Assignment: Return the entire listing exactly, leaving nothing out.

Record extracts:
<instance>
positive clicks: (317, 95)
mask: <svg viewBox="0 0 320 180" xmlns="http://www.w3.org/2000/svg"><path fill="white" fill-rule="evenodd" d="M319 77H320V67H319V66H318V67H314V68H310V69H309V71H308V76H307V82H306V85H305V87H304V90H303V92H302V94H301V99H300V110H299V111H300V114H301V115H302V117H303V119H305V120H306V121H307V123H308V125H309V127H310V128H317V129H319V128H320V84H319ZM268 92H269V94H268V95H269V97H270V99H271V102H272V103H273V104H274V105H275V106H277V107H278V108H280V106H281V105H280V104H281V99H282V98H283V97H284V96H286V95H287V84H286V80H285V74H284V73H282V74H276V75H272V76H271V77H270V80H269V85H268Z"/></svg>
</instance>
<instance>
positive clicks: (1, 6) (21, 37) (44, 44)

Exercise output:
<instance>
positive clicks: (317, 95)
mask: <svg viewBox="0 0 320 180" xmlns="http://www.w3.org/2000/svg"><path fill="white" fill-rule="evenodd" d="M319 77H320V67H319V66H318V67H314V68H310V69H309V71H308V76H307V82H306V85H305V87H304V90H303V92H302V94H301V99H300V110H299V111H300V114H301V115H302V117H303V119H305V120H306V121H307V123H308V125H309V127H310V128H317V129H319V128H320V84H319ZM268 92H269V94H268V95H269V97H270V99H271V102H272V103H273V104H274V105H275V106H277V107H278V108H280V106H281V105H280V104H281V99H282V98H283V97H284V96H286V95H287V84H286V80H285V74H284V73H282V74H276V75H272V76H271V77H270V80H269V85H268Z"/></svg>
</instance>
<instance>
positive clicks: (1, 6) (21, 37) (44, 44)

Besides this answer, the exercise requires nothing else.